━━━ DATASET RECORDS ━━━

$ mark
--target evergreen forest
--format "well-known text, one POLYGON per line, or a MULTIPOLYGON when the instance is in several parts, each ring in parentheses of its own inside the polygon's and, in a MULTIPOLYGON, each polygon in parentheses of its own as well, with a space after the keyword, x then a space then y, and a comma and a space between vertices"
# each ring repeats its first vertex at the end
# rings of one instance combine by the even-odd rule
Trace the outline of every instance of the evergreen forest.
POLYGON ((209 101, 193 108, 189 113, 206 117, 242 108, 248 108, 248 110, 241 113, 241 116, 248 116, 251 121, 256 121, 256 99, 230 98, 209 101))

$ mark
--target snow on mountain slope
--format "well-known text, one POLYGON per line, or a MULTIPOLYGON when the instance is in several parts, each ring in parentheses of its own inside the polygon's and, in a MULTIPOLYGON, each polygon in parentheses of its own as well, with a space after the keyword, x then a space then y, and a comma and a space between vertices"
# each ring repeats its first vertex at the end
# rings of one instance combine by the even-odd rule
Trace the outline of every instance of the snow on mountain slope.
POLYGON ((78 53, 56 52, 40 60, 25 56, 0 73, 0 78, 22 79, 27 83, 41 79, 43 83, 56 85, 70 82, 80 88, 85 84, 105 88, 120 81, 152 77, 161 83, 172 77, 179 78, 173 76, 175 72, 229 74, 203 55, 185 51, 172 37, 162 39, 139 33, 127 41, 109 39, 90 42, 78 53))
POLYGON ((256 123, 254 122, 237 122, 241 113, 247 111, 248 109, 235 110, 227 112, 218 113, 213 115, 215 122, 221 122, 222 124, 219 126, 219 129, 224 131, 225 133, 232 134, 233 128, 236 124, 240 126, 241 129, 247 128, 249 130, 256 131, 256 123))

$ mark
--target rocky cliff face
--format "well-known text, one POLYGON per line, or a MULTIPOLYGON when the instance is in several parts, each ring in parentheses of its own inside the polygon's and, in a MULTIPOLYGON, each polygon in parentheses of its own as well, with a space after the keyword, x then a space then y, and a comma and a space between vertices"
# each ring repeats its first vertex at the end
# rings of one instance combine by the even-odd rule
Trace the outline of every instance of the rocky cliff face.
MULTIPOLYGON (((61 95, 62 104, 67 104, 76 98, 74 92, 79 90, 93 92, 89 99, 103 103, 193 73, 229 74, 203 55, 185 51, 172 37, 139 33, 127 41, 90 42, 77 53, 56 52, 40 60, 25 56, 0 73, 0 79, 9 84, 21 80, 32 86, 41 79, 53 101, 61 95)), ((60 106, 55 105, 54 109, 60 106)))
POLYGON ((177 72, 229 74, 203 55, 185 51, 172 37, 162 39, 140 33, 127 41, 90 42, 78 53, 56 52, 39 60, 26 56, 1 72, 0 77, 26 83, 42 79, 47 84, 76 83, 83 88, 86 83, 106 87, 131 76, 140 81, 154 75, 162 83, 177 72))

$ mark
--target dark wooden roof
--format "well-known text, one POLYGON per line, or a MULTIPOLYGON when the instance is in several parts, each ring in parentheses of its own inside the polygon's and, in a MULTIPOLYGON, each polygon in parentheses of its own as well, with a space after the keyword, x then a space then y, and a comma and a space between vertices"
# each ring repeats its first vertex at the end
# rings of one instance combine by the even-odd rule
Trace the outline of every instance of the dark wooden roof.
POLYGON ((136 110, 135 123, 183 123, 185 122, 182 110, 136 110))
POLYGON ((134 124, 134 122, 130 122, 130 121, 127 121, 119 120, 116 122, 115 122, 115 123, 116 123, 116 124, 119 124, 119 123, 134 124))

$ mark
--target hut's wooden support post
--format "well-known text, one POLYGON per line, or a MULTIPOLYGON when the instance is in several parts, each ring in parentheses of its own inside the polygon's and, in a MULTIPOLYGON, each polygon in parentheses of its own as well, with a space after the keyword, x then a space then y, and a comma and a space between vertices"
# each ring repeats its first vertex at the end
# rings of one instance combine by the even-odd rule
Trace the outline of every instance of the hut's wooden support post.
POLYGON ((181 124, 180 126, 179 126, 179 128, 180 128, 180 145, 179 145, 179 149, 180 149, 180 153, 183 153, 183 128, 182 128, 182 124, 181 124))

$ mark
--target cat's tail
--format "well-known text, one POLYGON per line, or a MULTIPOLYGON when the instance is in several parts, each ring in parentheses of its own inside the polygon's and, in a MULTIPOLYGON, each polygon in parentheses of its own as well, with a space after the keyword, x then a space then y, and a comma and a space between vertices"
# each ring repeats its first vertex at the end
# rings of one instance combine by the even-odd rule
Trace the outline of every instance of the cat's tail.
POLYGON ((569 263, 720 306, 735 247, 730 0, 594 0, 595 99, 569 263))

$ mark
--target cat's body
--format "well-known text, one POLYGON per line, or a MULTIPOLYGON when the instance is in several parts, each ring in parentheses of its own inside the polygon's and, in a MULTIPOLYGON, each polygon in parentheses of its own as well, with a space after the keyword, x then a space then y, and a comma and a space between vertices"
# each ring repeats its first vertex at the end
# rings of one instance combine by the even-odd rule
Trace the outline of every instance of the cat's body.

━━━

**PROBLEM STATEMENT**
Copy the records above exactly as they appear.

**ANSWER FOR THE TASK**
$ mark
--target evergreen forest
--format "well-known text, one POLYGON per line, or a MULTIPOLYGON when the instance is in several parts, each ring in parentheses of its own inside the polygon's and, in a MULTIPOLYGON, each polygon in parentheses of its own as well, with a space after the keyword, x then a space then y, and a comma and a space between vertices"
# each ring repeats its first vertex at the end
# rings of one instance combine by the even-odd rule
Trace the outline of every instance of the evergreen forest.
POLYGON ((209 101, 193 108, 189 113, 206 117, 242 108, 248 108, 248 110, 241 113, 241 116, 248 116, 251 121, 256 121, 256 99, 230 98, 209 101))

$ mark
--target snow on mountain slope
--format "well-known text, one POLYGON per line, or a MULTIPOLYGON when the instance is in several parts, each ring in parentheses of its own inside the polygon's and, in a MULTIPOLYGON, each polygon in parentheses of its own as well, with a space after the keyword, x then a space then y, and a comma and a space between vertices"
# each ring repeats its first vertex at the end
# rings of one instance combine by the even-odd rule
Trace the outline of every instance of the snow on mountain slope.
POLYGON ((78 53, 56 52, 40 60, 25 56, 0 73, 0 78, 22 79, 27 83, 41 79, 43 83, 56 85, 70 82, 80 88, 85 84, 105 88, 120 81, 152 77, 161 83, 172 77, 179 78, 173 76, 175 72, 229 74, 203 55, 185 51, 172 37, 162 39, 139 33, 127 41, 109 39, 90 42, 78 53))
POLYGON ((256 123, 254 122, 237 122, 241 113, 247 111, 248 109, 235 110, 227 112, 218 113, 213 115, 215 122, 221 122, 222 124, 219 126, 219 129, 224 131, 225 133, 232 134, 233 128, 236 124, 240 126, 241 129, 247 128, 249 130, 256 131, 256 123))

$ mark
--target rocky cliff face
--format "well-known text, one POLYGON per line, or a MULTIPOLYGON when the instance is in several parts, each ring in parentheses of its own inside the polygon's and, in a MULTIPOLYGON, each polygon in parentheses of its own as well, with a space after the keyword, x then a space then y, and a comma and a space between vertices"
# each ring repeats its first vertex at the end
# rings of one instance combine by the even-odd rule
Trace the outline of every instance of the rocky cliff face.
MULTIPOLYGON (((61 95, 62 104, 67 104, 76 98, 74 92, 79 90, 93 92, 89 99, 103 103, 193 73, 229 74, 203 55, 185 51, 172 37, 139 33, 127 41, 90 42, 77 53, 56 52, 40 60, 25 56, 0 73, 0 79, 9 84, 21 80, 32 86, 41 79, 53 101, 61 95)), ((60 106, 55 105, 54 109, 60 106)))
POLYGON ((177 72, 229 74, 203 55, 185 51, 172 37, 162 39, 140 33, 127 41, 90 42, 78 53, 56 52, 39 60, 26 56, 1 72, 0 77, 26 83, 42 79, 47 84, 76 83, 83 88, 86 83, 106 87, 131 76, 140 81, 154 75, 162 83, 177 72))

$ mark
--target dark wooden roof
--format "well-known text, one POLYGON per line, or a MULTIPOLYGON when the instance is in several parts, each ring in parentheses of its own inside the polygon's and, in a MULTIPOLYGON, each polygon in parentheses of its own as well, with a space after the keyword, x then a space then y, and a comma and a space between vertices"
# each ring repeats its first vertex at the end
# rings of one instance combine by the even-odd rule
Trace the outline of every instance of the dark wooden roof.
POLYGON ((136 110, 135 123, 183 123, 185 122, 182 110, 136 110))
POLYGON ((134 124, 134 122, 130 122, 130 121, 127 121, 119 120, 116 122, 115 122, 115 123, 116 123, 116 124, 119 124, 119 123, 134 124))

$ mark
--target hut's wooden support post
--format "well-known text, one POLYGON per line, or a MULTIPOLYGON when the instance is in several parts, each ring in parentheses of its own inside the polygon's and, in a MULTIPOLYGON, each polygon in parentheses of its own as well, with a space after the keyword, x then a space then y, and a comma and a space between vertices"
# each ring repeats its first vertex at the end
# rings of one instance combine by the even-odd rule
Trace the outline of every instance of the hut's wooden support post.
POLYGON ((181 124, 180 126, 179 126, 179 128, 180 128, 180 145, 179 145, 179 149, 180 149, 180 153, 183 153, 183 128, 182 128, 182 124, 181 124))

$ mark
--target cat's tail
--format "well-known text, one POLYGON per line, or a MULTIPOLYGON when the instance is in several parts, each ring in parentheses of its own inside the polygon's and, in a MULTIPOLYGON, each polygon in parentheses of its own as well, with a space after the keyword, x then a space then y, and a comma and a space between vertices"
# each ring repeats its first vertex at the end
# rings of one instance combine by the even-odd rule
Trace the outline of every instance of the cat's tail.
POLYGON ((569 263, 720 306, 735 247, 730 0, 594 0, 595 99, 569 263))

$ mark
--target cat's body
--format "well-known text, one POLYGON per line, or a MULTIPOLYGON when the instance is in several parts, each ring in parentheses of its own inside the polygon's and, in a MULTIPOLYGON, each polygon in parentheses of its own as well, with a space after the keyword, x then a space then y, and a comma and a space between vertices"
# each ring repeats its first vertex at the end
# rings of one instance combine by the even-odd rule
Trace the outline of every instance of the cat's body.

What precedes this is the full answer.